(Entries from a point annotation set)
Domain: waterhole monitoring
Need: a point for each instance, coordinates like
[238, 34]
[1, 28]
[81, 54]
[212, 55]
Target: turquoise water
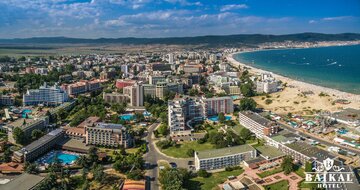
[216, 118]
[26, 112]
[64, 158]
[335, 67]
[127, 117]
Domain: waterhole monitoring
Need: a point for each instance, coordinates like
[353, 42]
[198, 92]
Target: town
[169, 118]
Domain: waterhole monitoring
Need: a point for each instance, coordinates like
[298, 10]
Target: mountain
[197, 40]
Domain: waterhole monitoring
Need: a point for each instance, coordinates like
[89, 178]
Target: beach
[296, 98]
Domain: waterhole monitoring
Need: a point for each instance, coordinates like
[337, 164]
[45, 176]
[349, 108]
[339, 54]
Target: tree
[163, 129]
[287, 165]
[19, 135]
[171, 179]
[36, 134]
[247, 89]
[247, 104]
[98, 172]
[245, 133]
[136, 174]
[203, 173]
[93, 157]
[221, 117]
[190, 152]
[31, 168]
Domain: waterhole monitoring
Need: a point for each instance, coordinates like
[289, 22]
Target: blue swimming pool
[216, 118]
[127, 117]
[25, 112]
[63, 157]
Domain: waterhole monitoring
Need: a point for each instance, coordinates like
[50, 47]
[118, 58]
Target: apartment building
[224, 157]
[115, 98]
[39, 147]
[28, 126]
[257, 124]
[214, 106]
[48, 95]
[108, 134]
[82, 87]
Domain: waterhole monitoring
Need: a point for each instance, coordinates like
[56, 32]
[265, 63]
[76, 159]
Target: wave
[333, 63]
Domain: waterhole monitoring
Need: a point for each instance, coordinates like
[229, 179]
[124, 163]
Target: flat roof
[224, 151]
[23, 182]
[43, 140]
[310, 151]
[257, 118]
[269, 152]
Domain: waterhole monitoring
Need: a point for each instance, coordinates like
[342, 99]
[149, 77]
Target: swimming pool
[26, 112]
[63, 157]
[127, 117]
[216, 118]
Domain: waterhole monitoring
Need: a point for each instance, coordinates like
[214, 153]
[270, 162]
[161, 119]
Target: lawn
[270, 172]
[180, 150]
[212, 181]
[281, 185]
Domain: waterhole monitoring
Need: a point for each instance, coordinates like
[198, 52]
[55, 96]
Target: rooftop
[269, 152]
[23, 182]
[43, 140]
[224, 151]
[310, 151]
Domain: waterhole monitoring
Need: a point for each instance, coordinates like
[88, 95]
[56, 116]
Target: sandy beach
[291, 99]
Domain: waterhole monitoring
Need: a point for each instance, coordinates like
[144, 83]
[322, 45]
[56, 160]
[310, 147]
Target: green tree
[203, 173]
[221, 117]
[245, 133]
[247, 89]
[19, 135]
[247, 104]
[287, 165]
[36, 134]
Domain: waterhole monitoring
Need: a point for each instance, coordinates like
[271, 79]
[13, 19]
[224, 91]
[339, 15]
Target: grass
[281, 185]
[212, 181]
[270, 172]
[180, 150]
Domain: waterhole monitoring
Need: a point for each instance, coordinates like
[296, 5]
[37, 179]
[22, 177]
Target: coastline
[300, 86]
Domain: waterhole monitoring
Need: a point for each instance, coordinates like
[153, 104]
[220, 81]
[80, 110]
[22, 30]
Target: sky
[174, 18]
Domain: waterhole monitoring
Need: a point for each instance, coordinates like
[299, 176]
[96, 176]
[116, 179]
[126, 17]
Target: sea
[336, 67]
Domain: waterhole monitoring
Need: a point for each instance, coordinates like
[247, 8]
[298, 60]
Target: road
[154, 155]
[320, 140]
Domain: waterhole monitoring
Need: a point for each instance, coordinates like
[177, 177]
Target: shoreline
[298, 85]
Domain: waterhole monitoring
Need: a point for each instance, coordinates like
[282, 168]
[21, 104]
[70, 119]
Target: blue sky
[165, 18]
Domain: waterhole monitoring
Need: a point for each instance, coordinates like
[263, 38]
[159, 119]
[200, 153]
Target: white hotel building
[48, 95]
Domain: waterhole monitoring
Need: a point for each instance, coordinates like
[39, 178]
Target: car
[173, 164]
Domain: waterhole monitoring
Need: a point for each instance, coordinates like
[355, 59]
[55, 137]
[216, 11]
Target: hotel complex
[108, 134]
[184, 112]
[224, 157]
[47, 95]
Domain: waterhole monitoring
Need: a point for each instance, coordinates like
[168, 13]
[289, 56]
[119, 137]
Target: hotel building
[39, 147]
[108, 134]
[224, 157]
[48, 95]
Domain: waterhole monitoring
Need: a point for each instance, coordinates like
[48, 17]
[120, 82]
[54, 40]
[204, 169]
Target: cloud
[184, 2]
[233, 7]
[339, 18]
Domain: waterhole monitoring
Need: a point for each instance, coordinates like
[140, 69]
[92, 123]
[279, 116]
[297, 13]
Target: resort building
[115, 98]
[108, 134]
[48, 95]
[224, 157]
[257, 124]
[82, 87]
[39, 147]
[27, 125]
[121, 83]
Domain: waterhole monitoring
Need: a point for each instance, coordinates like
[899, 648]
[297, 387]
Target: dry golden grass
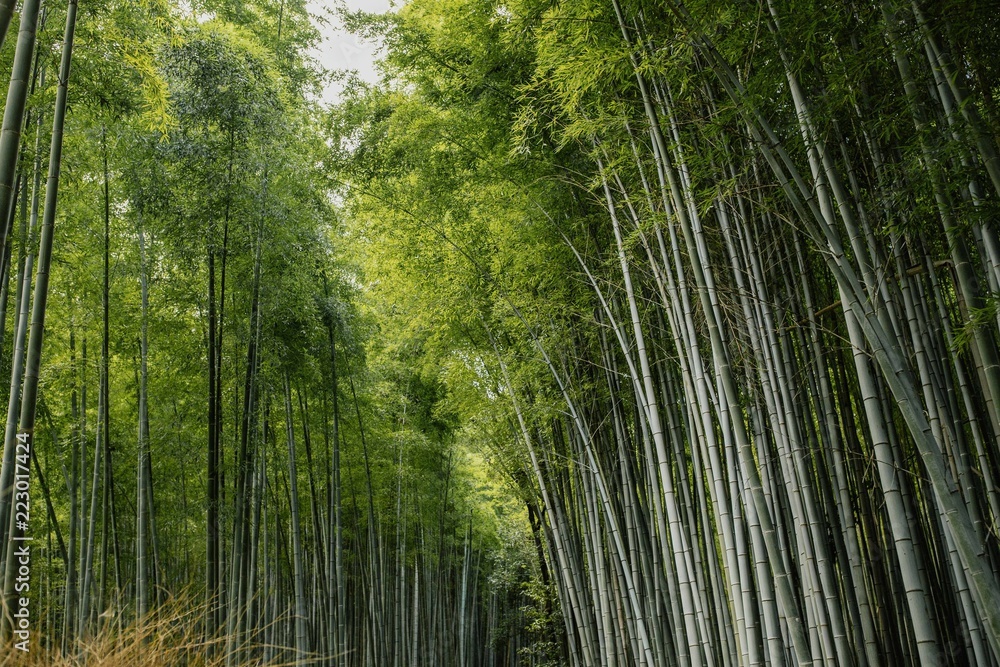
[170, 636]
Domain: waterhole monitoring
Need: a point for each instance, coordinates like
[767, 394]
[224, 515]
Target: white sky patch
[339, 49]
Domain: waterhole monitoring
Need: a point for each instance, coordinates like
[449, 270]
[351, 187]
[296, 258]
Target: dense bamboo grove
[732, 269]
[603, 332]
[213, 452]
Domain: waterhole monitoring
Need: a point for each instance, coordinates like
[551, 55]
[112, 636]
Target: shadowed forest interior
[614, 333]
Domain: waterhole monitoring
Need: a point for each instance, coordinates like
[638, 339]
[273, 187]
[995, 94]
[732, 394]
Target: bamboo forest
[575, 333]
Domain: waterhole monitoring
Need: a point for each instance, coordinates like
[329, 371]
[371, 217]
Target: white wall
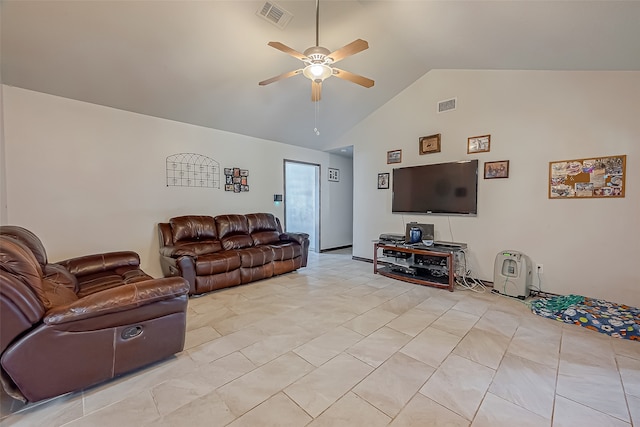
[587, 247]
[3, 176]
[87, 178]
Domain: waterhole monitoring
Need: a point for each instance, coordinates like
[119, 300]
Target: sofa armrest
[120, 298]
[296, 237]
[176, 251]
[90, 264]
[302, 239]
[183, 266]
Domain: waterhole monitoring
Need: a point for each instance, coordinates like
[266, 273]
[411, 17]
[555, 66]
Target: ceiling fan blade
[280, 77]
[355, 78]
[348, 50]
[316, 89]
[286, 49]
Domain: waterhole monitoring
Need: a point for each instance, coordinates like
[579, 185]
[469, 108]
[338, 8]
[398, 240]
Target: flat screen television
[442, 188]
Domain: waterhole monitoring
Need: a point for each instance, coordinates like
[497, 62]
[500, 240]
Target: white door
[302, 200]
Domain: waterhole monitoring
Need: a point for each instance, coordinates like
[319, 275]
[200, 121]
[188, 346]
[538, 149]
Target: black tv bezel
[441, 213]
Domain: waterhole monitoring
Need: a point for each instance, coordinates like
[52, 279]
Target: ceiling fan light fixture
[317, 72]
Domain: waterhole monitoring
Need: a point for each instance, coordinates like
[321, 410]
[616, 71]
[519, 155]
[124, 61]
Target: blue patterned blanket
[617, 320]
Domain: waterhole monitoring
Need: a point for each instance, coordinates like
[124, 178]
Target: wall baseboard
[335, 249]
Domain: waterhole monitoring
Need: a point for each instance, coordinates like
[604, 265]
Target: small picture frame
[499, 169]
[430, 144]
[383, 181]
[479, 144]
[394, 156]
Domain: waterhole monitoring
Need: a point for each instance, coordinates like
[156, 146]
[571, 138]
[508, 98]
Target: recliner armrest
[176, 251]
[90, 264]
[296, 237]
[120, 298]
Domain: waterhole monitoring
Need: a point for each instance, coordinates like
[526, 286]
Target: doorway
[302, 200]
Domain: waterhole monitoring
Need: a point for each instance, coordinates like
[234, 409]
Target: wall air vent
[447, 105]
[275, 14]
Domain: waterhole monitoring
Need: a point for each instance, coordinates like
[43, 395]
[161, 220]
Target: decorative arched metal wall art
[192, 170]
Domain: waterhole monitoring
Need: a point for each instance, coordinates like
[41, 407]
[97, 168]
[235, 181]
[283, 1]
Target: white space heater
[512, 274]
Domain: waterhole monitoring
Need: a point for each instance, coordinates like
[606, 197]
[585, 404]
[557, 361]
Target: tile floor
[335, 345]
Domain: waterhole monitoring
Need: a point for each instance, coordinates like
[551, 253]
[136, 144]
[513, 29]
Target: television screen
[442, 188]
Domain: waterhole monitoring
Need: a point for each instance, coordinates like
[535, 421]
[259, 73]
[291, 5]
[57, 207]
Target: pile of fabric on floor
[617, 320]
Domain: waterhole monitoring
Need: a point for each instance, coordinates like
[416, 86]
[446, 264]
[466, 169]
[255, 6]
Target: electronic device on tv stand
[449, 245]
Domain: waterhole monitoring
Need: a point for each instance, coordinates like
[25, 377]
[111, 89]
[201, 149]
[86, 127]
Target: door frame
[318, 226]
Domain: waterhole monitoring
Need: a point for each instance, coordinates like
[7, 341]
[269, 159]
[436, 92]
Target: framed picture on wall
[383, 181]
[394, 156]
[334, 174]
[479, 144]
[499, 169]
[430, 144]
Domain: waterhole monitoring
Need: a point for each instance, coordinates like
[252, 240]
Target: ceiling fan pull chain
[317, 113]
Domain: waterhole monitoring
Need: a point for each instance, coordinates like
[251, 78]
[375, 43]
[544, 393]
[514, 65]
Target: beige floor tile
[251, 389]
[327, 346]
[208, 410]
[634, 409]
[422, 412]
[525, 383]
[628, 348]
[401, 303]
[431, 346]
[497, 412]
[393, 383]
[459, 385]
[485, 348]
[177, 392]
[276, 345]
[379, 346]
[199, 336]
[538, 345]
[499, 322]
[412, 322]
[568, 413]
[224, 346]
[278, 411]
[370, 321]
[437, 304]
[321, 388]
[576, 377]
[51, 413]
[139, 409]
[455, 322]
[134, 383]
[346, 378]
[582, 346]
[351, 411]
[630, 373]
[473, 305]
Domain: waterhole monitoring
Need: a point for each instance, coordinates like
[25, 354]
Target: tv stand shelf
[414, 264]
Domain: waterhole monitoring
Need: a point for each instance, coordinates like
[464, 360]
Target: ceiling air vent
[447, 105]
[275, 14]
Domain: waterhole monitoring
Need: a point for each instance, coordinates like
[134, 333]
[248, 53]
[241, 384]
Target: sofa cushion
[217, 263]
[196, 248]
[263, 228]
[254, 257]
[233, 231]
[285, 251]
[193, 227]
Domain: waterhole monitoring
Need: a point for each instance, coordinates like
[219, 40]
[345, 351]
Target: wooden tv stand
[429, 266]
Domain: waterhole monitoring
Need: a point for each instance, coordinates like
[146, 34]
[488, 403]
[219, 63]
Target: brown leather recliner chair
[70, 325]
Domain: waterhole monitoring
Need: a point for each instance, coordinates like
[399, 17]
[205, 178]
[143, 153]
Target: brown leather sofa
[228, 250]
[69, 325]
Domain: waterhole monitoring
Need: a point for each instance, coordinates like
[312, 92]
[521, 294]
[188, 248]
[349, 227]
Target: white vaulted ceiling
[200, 62]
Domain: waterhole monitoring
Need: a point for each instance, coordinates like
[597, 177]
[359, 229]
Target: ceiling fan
[318, 63]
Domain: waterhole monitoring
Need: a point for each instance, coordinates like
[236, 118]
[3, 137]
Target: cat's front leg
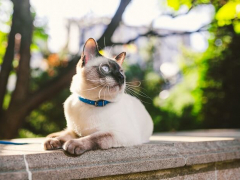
[56, 140]
[94, 141]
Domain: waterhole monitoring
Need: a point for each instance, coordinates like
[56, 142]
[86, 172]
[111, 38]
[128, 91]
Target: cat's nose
[120, 78]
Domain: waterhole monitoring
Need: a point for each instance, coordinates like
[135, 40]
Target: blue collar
[99, 103]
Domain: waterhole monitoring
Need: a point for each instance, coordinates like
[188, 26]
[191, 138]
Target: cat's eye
[105, 68]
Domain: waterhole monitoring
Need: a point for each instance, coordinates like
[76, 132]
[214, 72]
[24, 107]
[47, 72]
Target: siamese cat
[99, 114]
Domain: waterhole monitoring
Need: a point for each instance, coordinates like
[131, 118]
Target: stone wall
[185, 155]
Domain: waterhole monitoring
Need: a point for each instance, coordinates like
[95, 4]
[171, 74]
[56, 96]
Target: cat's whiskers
[140, 93]
[135, 94]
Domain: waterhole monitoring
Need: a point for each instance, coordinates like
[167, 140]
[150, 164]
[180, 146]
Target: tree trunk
[22, 103]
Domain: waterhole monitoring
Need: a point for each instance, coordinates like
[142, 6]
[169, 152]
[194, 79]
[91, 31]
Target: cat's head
[98, 77]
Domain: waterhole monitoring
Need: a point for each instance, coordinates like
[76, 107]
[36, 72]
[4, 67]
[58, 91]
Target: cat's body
[124, 121]
[127, 120]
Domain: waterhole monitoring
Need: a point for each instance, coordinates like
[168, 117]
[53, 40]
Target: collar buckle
[97, 103]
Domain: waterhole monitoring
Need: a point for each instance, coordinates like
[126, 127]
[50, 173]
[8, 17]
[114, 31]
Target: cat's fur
[123, 122]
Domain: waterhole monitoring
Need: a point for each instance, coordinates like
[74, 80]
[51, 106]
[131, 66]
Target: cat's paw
[75, 147]
[51, 144]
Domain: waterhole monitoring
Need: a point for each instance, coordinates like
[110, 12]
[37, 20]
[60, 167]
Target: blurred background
[183, 59]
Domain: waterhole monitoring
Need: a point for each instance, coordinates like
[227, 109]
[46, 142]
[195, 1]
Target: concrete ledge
[181, 152]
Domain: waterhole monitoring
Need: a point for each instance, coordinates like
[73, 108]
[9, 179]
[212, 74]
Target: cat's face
[98, 77]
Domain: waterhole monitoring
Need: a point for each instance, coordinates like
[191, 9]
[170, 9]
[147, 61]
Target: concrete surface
[213, 154]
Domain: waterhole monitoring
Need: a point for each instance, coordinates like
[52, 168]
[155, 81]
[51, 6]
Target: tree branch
[23, 71]
[9, 54]
[105, 39]
[155, 34]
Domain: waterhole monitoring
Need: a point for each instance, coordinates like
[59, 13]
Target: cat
[117, 120]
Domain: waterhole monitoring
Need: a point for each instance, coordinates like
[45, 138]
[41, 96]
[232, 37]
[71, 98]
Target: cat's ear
[120, 58]
[90, 50]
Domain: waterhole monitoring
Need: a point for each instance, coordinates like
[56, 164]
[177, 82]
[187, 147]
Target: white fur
[125, 118]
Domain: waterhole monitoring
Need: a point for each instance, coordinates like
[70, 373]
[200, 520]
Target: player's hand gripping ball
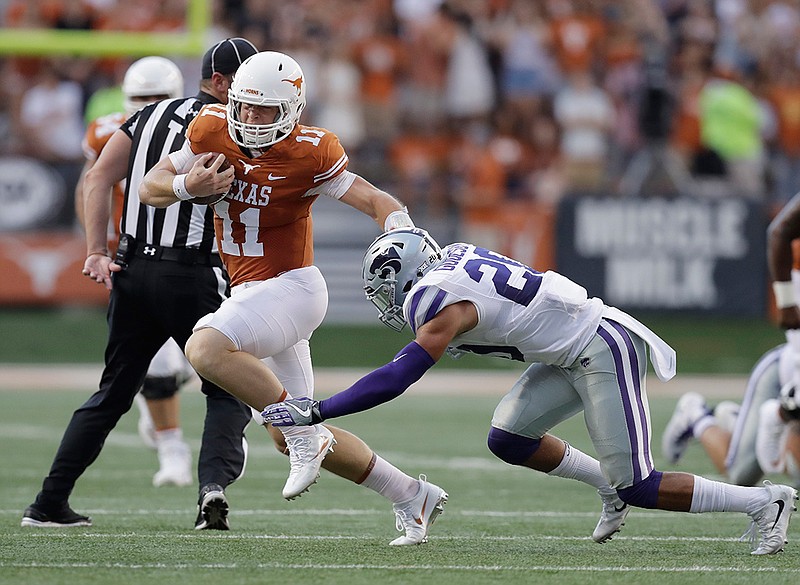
[222, 164]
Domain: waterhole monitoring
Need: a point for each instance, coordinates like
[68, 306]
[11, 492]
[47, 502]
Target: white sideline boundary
[85, 377]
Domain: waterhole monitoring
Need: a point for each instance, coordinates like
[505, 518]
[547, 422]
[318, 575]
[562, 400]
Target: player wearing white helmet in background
[147, 80]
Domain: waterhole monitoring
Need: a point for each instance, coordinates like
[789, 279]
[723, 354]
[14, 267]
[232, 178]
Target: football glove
[293, 412]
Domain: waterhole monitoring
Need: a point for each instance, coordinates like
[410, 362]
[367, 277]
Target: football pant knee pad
[511, 448]
[159, 387]
[643, 494]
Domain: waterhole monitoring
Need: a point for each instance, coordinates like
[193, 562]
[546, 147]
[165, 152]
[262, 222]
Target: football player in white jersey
[583, 356]
[147, 80]
[745, 441]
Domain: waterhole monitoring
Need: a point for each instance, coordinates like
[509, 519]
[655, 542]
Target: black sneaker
[213, 514]
[62, 517]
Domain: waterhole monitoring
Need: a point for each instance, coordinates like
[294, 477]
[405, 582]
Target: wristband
[397, 219]
[784, 294]
[179, 188]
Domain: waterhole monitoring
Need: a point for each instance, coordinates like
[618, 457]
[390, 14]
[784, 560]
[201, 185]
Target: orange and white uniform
[98, 133]
[263, 226]
[264, 232]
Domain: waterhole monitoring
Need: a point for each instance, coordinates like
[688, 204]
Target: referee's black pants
[150, 302]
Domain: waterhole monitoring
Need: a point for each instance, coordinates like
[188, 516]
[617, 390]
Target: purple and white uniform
[585, 355]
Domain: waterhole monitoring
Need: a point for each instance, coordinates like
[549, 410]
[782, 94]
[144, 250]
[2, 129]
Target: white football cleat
[612, 517]
[175, 462]
[771, 521]
[306, 453]
[690, 409]
[415, 516]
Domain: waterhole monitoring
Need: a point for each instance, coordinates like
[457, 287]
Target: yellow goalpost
[89, 43]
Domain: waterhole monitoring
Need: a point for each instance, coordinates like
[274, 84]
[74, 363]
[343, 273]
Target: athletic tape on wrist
[179, 188]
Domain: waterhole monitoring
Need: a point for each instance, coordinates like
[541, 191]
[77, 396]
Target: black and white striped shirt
[156, 131]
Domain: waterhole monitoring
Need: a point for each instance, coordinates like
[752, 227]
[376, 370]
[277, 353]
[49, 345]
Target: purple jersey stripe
[435, 305]
[412, 312]
[619, 367]
[637, 383]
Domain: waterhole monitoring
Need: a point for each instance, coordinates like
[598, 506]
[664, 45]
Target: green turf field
[501, 525]
[715, 345]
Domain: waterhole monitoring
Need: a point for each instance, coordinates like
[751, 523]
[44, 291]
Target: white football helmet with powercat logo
[393, 264]
[266, 79]
[149, 78]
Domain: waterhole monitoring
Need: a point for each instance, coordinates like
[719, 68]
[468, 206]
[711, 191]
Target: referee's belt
[180, 255]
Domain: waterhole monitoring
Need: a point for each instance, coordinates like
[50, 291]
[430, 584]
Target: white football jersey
[523, 314]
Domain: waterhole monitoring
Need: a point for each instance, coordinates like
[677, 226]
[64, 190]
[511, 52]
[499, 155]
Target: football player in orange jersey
[148, 80]
[256, 344]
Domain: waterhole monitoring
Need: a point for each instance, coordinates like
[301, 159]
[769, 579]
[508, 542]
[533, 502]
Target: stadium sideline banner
[684, 255]
[44, 268]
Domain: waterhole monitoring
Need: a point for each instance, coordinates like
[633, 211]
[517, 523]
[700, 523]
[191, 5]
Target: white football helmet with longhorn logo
[150, 79]
[266, 79]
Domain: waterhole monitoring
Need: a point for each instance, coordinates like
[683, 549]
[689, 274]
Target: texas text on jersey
[263, 227]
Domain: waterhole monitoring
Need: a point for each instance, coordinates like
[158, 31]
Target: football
[216, 198]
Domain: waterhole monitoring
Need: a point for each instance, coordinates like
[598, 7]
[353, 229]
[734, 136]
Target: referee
[166, 275]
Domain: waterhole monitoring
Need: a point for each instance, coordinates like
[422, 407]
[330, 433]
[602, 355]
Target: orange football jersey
[98, 133]
[263, 226]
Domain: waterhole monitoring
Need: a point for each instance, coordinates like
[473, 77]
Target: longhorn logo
[297, 83]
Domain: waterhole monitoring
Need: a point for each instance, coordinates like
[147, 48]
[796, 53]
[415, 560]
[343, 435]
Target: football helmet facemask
[394, 263]
[148, 78]
[266, 79]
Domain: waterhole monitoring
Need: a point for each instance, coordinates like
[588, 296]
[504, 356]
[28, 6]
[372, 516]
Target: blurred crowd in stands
[452, 104]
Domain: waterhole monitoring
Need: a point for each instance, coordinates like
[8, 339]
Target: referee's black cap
[226, 56]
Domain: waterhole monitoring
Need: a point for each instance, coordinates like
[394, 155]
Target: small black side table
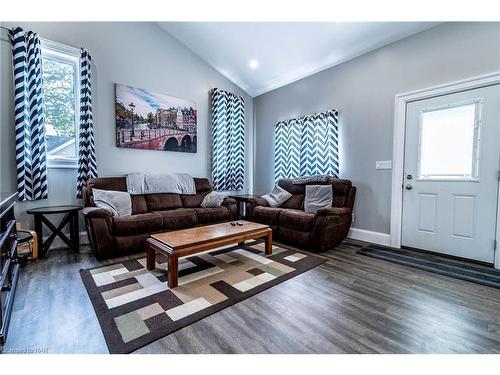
[243, 200]
[70, 217]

## WHAT NEEDS TO BE DONE
State how many lines in the entries above contain the string "blue", treating uppercase and lowercase letters as different. Give only the number.

## COMPLETED TASK
4